(Data to use Opens)

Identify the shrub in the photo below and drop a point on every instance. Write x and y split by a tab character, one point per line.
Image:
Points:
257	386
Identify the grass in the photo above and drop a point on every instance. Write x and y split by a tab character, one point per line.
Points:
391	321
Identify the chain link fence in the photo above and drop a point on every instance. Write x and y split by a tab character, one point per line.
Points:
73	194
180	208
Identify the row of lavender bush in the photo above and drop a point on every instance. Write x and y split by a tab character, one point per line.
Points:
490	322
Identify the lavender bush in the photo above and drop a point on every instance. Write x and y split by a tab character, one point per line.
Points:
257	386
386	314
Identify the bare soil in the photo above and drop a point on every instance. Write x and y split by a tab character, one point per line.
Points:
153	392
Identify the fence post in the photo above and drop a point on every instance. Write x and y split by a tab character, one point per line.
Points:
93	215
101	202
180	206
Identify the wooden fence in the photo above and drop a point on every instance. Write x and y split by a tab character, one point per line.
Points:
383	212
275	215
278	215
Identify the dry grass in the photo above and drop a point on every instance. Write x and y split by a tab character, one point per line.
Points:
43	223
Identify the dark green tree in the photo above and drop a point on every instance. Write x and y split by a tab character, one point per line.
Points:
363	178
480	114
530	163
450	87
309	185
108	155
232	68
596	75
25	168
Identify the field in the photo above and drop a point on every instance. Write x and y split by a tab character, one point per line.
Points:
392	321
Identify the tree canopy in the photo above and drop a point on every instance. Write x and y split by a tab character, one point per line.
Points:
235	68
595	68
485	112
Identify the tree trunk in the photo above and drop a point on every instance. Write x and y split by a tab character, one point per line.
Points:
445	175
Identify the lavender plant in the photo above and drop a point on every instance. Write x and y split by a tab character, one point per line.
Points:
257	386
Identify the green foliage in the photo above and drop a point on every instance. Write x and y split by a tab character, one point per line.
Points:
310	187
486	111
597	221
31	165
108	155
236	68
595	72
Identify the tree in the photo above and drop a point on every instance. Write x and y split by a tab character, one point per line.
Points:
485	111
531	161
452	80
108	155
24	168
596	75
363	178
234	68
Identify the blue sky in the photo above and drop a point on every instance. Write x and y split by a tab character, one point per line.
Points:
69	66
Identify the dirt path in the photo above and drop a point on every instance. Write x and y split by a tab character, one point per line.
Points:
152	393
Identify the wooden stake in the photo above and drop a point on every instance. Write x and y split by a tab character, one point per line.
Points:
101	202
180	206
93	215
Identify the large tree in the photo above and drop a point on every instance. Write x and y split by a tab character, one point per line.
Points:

(Data to use Closes)

* _What needs to be done_: Check each line of the data above for the word "grass". Report how many lines have it, and nothing else.

* _Task answer_: 2